Do this. Copy the lines below word for word, from first to last, and leave the pictures out of your copy.

"""

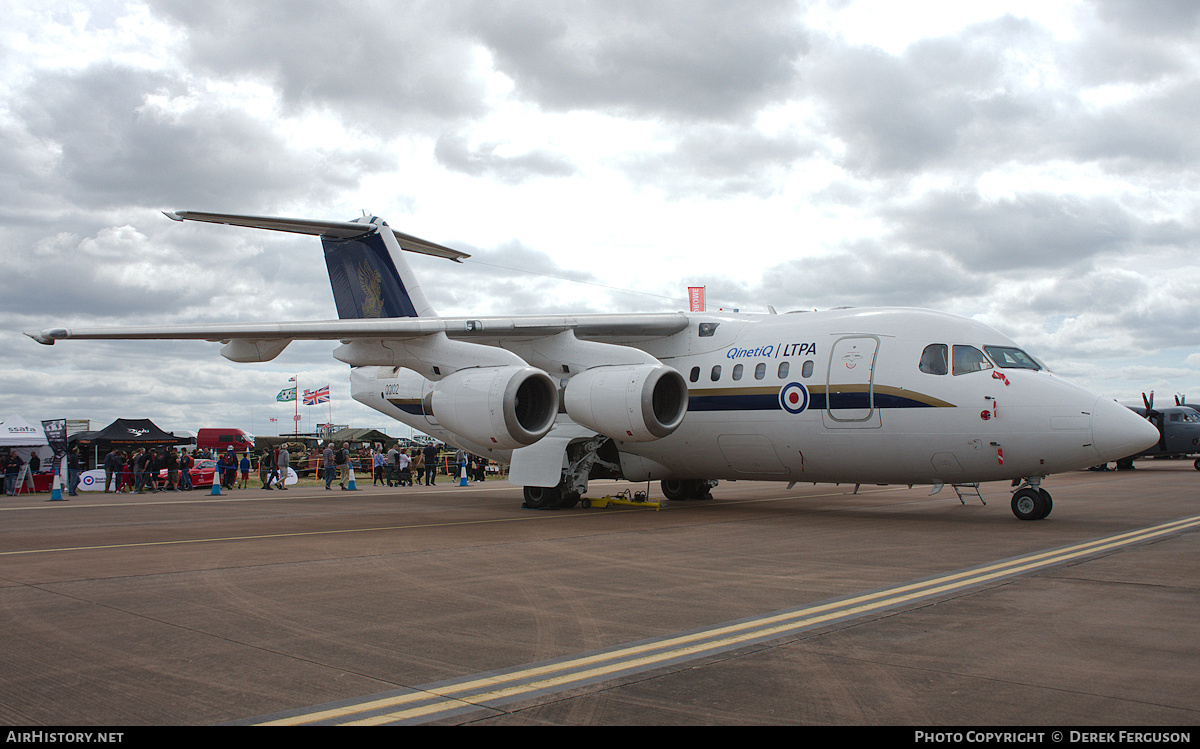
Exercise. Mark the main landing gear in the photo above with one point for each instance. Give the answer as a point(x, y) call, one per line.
point(1031, 502)
point(682, 489)
point(541, 497)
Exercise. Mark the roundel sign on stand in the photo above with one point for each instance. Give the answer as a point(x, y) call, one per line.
point(793, 397)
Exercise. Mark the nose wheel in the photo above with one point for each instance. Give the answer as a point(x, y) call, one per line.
point(1031, 503)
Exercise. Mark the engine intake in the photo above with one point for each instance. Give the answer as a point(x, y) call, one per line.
point(503, 407)
point(629, 403)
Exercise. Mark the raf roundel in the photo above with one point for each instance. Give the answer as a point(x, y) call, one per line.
point(793, 397)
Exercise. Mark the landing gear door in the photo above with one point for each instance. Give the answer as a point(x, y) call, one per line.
point(850, 383)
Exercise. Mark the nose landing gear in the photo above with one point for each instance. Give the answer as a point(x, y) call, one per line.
point(1031, 502)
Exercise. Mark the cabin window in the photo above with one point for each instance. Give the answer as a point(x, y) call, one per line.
point(934, 359)
point(1011, 358)
point(970, 359)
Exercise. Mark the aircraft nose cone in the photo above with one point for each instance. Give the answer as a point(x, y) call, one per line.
point(1119, 432)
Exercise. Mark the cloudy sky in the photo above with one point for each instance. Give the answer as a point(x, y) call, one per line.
point(1032, 165)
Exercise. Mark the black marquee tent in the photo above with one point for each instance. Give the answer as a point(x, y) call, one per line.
point(126, 433)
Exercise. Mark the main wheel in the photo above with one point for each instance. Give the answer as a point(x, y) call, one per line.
point(1029, 504)
point(1048, 501)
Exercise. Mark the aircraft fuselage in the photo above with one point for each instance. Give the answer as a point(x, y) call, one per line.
point(837, 396)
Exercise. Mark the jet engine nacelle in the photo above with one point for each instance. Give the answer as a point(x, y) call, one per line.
point(502, 407)
point(630, 403)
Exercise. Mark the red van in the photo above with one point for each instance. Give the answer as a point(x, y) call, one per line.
point(221, 439)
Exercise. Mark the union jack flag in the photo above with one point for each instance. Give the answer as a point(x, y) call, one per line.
point(321, 395)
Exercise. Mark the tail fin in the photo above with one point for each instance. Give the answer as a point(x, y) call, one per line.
point(366, 269)
point(370, 280)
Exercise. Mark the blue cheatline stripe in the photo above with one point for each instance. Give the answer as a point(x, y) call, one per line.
point(491, 690)
point(819, 400)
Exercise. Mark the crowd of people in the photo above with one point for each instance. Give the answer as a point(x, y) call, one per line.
point(166, 468)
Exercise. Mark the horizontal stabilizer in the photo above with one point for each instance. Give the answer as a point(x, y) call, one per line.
point(331, 229)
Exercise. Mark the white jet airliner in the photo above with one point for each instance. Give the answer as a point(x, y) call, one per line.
point(858, 395)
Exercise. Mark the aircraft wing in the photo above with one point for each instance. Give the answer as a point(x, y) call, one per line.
point(393, 329)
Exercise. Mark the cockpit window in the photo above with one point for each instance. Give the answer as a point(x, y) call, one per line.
point(934, 360)
point(1011, 358)
point(970, 359)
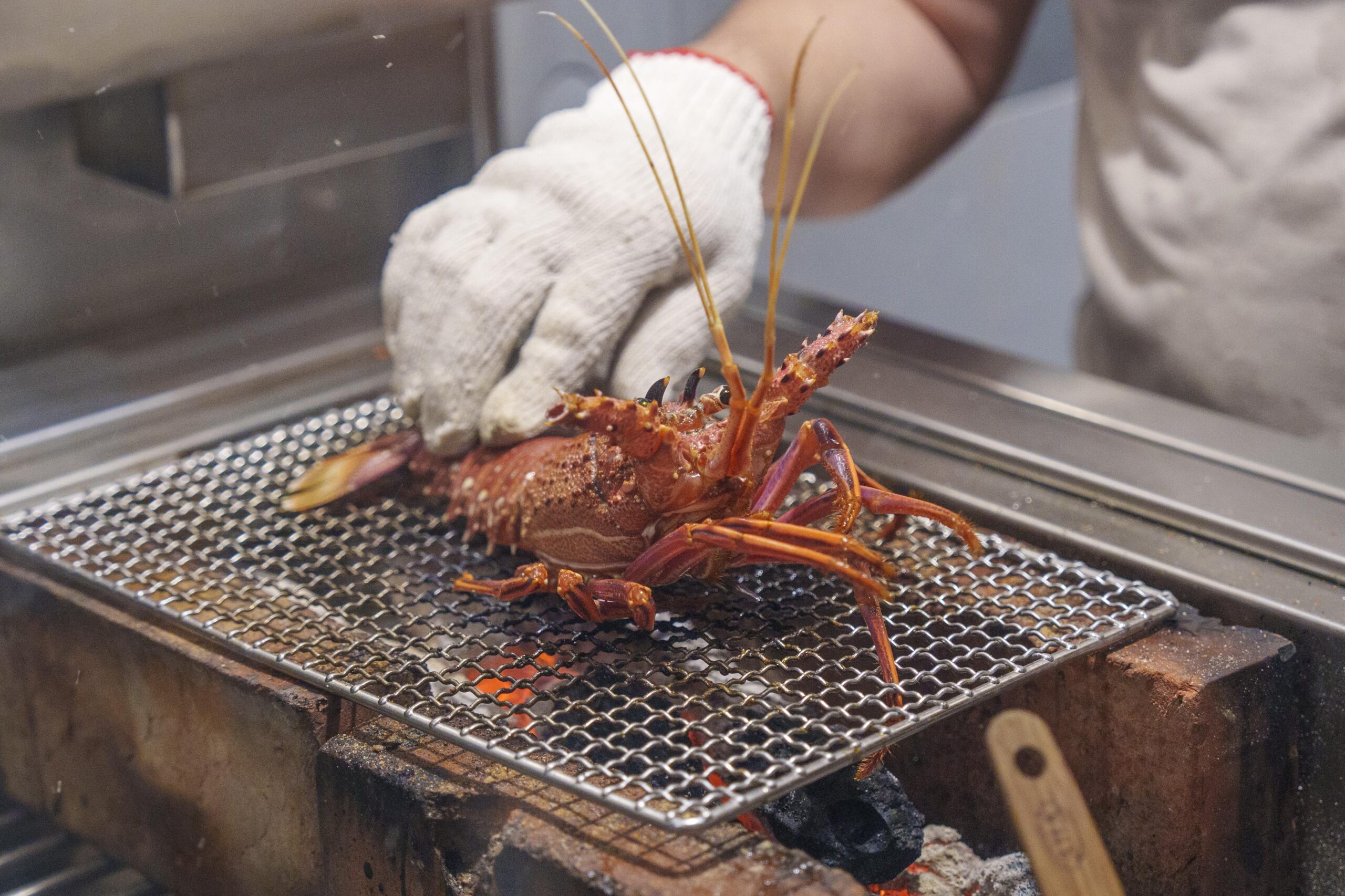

"""

Solution below.
Exercise. Mark the main landing gear in the photo above with one point for each instance. Give the answer as a point(x, y) call, one per line.
point(1031, 502)
point(682, 489)
point(541, 497)
Exercise. Mark the roundel sign on stand in the photo above with one point for each instance. Give the answer as a point(x, y) call, one per line.
point(793, 397)
Exercise. Mark the nose wheel in the photo above with one point for each instance. Give the answer as a point(x, y) call, one per line.
point(1031, 503)
Exercise. Mark the engine intake in the photo above with one point for each instance. Give the answer as a point(x, y) call, one per line.
point(503, 407)
point(629, 403)
Exercise. Mark the raf roundel in the photo above with one point for each instance. Give the answer as a point(x, y) call, one per line.
point(793, 397)
Exercise. Mark the landing gear door in the photo above with one point for each instance. Give the answer as a point(x, y) call, one per line.
point(850, 383)
Exercise. Mark the nose landing gear in the photo above with one point for each instance. Give the answer as a point(x, y) call, one per line.
point(1031, 502)
Exercise. Mark the cabin window in the photo above with one point for each instance. Give the answer as a point(x, y) call, one per line.
point(934, 359)
point(1011, 358)
point(970, 359)
Exercise. Mark the aircraft nose cone in the photo above with one point for each instance. Give the answer as a point(x, y) call, one per line.
point(1119, 432)
Exercise. Mark the cloudy sky in the photo above with one point for each instance. Give the answer as a point(x, y) call, one per line.
point(1032, 165)
Exercise. Mark the black marquee tent in the photo above with one point for each instance. Give the answer as a point(x, y) call, one per line.
point(126, 433)
Exercise. Mark the main wheel in the photo above with one point for each instance. Give the answer as a point(x, y) call, one per line.
point(1029, 504)
point(1048, 501)
Exercise. Mark the aircraft fuselage in the photo above with one point for each instance. Give the answer as a point(x, y) call, one per line.
point(837, 396)
Exercise. Mark the jet engine nacelle in the photo above with one point for each instance. Give the answer as a point(x, y) call, one per line.
point(502, 407)
point(630, 403)
Exercise. Mark the red van in the photo above with one point for each instance. Give the answer as a point(x, y) call, one per line.
point(221, 439)
Exercise. Mark the union jack flag in the photo above with one point for each instance. Give the answer as a point(x, y) call, one per line.
point(321, 395)
Exercise. Mark the tail fin in the photo above with one point for each instance. Give the answer as a point(x, y) call, one per line.
point(366, 269)
point(370, 280)
Exercise. Mark the blue cheatline stripe in the photo above with one point for each instance. Give the answer as a point(x, y) call, one per line.
point(491, 690)
point(819, 400)
Exercise. Mark the crowd of people in the photo above with one point for each instance. Give the answer as a point(x, y) call, one per line.
point(166, 468)
Exercise. Mark the horizontal stabilizer in the photo above with one point for each instance. Give the answer as a point(x, y) call, one per line.
point(331, 229)
Exercise. Mark the white jet airliner in the photo above with one point for each instance. Give the answer as a point(x, y) call, one per line.
point(858, 395)
Exercise. Mark the aircraft wing in the photo above with one point for each instance. Give the answer as a point(x, y) call, one per line.
point(393, 329)
Exercise. Mark the cockpit window in the photo above with one point for each instance. Give the answer as a point(x, y) call, one per line.
point(934, 360)
point(1011, 358)
point(970, 359)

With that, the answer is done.